PROBLEM 1
According to the Bose-Einstein condensation passage, over what span of time has the field undergone its expansion?
PROBLEM 2
Please retype everything in the Bose-Einstein condensation passage from "Introduction" down to "and length scales.".

DOCUMENT EXTRACT
== Segment start ==

The study of Bose-Einstein condensation has undergone a remarkable expansion during the last twenty years. Observations of this phenomenon have been reported in a number of diverse atomic, optical, and condensed matter systems, facilitated by remarkable experimental advances. The synergy of experimental and theoretical work in this broad research area is unique, leading to the establishment of Bose-Einstein condensation as a universal interdisciplinary area of modern physics. This chapter reviews the broad expansion of Bose-Einstein condensation physics in the past two decades.

Introduction

The field of Bose-Einstein condensation (BEC) has undergone an explosive expansion during the past twenty years. Newcomers to this field are now often introduced to this as a universal phenomenon, which nonetheless exhibits diverse (and sometimes strikingly different) manifestations. Despite such differences, the common underlying theme creates a unique identity across many different energy and length scales.

== Segment end ==

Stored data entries

== Segment start ==

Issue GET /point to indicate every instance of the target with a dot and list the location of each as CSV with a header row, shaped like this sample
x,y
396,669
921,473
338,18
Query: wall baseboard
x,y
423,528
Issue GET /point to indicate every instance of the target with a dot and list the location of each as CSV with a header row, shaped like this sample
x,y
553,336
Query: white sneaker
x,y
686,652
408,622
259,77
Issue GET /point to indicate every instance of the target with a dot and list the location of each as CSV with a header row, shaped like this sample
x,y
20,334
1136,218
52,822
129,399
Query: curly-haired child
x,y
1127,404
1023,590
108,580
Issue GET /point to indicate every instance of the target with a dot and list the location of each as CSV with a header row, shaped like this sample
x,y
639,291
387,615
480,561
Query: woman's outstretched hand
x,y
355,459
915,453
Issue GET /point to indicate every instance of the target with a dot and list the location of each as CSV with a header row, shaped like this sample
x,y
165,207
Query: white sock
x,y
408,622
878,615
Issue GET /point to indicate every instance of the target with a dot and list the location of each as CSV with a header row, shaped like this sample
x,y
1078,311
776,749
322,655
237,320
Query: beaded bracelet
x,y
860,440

== Segment end ==

EXPECTED ANSWER 1
The past twenty years.

EXPECTED ANSWER 2
Introduction

The field of Bose-Einstein condensation (BEC) has undergone an explosive expansion during the past twenty years. Newcomers to this field are now often introduced to this as a universal phenomenon, which nonetheless exhibits diverse (and sometimes strikingly different) manifestations. Despite such differences, the common underlying theme creates a unique identity across many different energy and length scales.